All lines from the one with "Point out the pencil in this photo." to the end need to be copied exactly, with nothing before them.

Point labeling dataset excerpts
** start **
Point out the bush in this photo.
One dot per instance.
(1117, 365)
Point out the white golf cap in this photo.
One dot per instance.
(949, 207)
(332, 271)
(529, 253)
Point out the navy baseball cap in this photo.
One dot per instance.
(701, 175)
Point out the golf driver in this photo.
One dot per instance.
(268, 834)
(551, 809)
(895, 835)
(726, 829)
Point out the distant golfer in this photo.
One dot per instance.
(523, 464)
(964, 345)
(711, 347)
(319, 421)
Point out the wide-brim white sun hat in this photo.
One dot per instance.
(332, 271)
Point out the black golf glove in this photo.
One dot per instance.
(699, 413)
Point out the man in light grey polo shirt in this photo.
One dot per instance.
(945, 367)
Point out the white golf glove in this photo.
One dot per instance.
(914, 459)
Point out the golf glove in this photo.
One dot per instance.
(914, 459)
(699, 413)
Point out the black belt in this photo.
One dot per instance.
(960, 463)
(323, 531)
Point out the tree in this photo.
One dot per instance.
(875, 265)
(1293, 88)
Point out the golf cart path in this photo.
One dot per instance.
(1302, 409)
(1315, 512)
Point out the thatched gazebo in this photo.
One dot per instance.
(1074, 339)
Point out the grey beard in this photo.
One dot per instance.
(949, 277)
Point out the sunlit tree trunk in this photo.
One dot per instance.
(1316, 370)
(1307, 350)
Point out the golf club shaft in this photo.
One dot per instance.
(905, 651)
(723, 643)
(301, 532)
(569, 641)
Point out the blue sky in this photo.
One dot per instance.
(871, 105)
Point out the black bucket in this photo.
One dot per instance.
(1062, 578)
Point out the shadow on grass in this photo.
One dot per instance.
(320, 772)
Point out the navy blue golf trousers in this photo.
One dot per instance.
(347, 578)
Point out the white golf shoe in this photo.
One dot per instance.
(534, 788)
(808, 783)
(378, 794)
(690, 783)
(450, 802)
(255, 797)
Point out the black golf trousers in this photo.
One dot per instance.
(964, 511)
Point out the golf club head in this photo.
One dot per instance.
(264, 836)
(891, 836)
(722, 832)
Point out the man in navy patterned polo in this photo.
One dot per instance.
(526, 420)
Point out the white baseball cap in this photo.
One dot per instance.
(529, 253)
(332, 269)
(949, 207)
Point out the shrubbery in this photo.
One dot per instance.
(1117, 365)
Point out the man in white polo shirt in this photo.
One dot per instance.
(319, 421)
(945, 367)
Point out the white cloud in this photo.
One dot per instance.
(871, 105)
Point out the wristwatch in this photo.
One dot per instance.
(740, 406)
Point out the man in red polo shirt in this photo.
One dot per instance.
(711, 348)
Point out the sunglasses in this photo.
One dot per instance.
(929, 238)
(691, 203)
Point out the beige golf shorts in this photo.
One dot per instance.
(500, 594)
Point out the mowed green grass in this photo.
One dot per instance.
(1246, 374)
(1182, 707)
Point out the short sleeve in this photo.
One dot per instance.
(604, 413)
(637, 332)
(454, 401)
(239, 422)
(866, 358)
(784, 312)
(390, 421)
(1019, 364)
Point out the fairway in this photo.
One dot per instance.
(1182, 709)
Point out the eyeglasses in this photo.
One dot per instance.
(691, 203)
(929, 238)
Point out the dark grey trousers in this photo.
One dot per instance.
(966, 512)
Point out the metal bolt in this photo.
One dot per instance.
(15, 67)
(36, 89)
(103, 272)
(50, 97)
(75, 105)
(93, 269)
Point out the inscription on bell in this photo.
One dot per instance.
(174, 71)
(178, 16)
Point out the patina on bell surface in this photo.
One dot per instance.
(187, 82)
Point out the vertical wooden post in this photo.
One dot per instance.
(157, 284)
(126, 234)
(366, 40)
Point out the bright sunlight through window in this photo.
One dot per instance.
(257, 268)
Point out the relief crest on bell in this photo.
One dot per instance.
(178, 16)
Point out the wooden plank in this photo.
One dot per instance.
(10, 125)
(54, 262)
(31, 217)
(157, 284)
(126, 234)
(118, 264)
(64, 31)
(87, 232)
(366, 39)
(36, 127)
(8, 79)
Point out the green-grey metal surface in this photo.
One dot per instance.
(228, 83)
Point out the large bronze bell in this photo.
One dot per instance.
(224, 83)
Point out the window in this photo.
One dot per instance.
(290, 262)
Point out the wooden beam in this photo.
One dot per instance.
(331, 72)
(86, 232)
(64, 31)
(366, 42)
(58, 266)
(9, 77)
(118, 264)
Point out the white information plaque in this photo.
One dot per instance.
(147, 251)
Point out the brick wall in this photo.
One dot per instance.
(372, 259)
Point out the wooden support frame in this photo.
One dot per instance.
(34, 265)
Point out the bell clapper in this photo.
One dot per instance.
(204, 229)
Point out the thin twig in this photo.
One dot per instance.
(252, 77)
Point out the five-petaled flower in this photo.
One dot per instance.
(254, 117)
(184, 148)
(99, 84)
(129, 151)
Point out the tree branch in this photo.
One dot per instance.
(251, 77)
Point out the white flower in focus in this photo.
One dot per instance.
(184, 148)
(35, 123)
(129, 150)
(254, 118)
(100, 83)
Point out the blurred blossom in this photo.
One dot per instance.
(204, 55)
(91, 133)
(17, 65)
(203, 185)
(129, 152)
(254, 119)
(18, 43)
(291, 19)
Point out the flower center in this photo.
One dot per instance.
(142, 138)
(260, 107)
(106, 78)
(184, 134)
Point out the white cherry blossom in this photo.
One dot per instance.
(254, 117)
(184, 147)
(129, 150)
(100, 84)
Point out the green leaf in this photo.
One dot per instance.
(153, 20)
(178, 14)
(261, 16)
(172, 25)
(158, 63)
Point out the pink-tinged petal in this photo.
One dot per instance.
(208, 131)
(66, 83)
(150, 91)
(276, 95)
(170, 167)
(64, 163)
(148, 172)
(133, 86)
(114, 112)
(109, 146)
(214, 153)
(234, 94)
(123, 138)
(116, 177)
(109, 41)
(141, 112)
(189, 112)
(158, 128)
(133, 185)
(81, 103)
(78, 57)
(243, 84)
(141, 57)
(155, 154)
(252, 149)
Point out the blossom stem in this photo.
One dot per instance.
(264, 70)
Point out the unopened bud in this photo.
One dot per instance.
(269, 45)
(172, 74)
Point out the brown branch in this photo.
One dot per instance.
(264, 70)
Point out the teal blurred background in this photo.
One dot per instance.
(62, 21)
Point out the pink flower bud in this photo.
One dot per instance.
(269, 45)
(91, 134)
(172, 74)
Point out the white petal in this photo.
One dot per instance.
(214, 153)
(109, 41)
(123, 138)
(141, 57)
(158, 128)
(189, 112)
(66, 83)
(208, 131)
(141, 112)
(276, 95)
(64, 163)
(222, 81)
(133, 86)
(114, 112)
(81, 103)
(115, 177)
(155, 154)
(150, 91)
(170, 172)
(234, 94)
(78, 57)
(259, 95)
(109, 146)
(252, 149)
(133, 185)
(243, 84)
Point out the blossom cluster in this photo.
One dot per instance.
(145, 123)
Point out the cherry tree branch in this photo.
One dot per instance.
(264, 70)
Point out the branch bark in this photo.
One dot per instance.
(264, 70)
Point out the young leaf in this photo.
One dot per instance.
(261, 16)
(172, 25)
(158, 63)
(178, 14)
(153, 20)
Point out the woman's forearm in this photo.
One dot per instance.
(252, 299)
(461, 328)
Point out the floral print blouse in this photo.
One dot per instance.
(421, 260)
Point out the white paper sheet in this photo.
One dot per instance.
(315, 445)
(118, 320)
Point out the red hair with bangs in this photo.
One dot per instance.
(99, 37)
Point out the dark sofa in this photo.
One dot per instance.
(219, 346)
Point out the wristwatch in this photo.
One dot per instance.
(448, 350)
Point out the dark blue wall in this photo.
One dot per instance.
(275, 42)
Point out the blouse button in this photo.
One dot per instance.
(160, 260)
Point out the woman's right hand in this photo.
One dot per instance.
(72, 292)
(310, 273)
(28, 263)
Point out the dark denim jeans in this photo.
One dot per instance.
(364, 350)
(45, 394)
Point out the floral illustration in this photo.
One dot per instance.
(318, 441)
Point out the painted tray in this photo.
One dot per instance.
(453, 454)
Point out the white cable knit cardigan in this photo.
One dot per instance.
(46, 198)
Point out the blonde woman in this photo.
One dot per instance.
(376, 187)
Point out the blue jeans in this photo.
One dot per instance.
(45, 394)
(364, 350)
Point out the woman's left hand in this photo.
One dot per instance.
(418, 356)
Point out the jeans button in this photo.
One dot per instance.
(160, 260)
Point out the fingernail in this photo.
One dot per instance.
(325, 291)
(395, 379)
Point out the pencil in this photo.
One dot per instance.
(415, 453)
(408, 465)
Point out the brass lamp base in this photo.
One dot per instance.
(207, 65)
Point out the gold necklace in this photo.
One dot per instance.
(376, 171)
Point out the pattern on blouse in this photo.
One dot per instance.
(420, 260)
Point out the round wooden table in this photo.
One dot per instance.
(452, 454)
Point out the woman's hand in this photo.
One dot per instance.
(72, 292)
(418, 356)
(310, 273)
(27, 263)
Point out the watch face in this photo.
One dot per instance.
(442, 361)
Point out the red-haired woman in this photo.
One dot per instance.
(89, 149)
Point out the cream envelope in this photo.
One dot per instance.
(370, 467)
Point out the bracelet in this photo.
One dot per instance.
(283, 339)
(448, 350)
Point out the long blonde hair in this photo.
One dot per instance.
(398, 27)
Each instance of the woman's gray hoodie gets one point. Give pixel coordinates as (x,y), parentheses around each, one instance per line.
** end **
→ Answer to the task:
Point out the pencil in this photo.
One dot per instance.
(415, 453)
(408, 465)
Point out the brass lamp base in this photo.
One dot per instance.
(207, 65)
Point out the gold necklace in this photo.
One dot per instance.
(376, 171)
Point out the pattern on blouse in this photo.
One dot per instance.
(420, 260)
Point out the round wooden table in this photo.
One dot per instance.
(452, 454)
Point out the woman's hand in this photo.
One dot per instance.
(72, 292)
(418, 356)
(310, 273)
(27, 263)
Point out the watch face in this photo.
One dot per instance.
(442, 361)
Point out the red-haired woman in this photo.
One dot per instance.
(89, 149)
Point out the cream envelope in this photo.
One dot per instance.
(370, 467)
Point out the bracelet in this photo.
One dot per instance.
(283, 339)
(448, 350)
Point out the long blonde hair in this photo.
One dot per instance.
(398, 27)
Each instance of the woman's gray hoodie gets one point. Give pixel coordinates as (x,y), parentheses around each, one instance per line.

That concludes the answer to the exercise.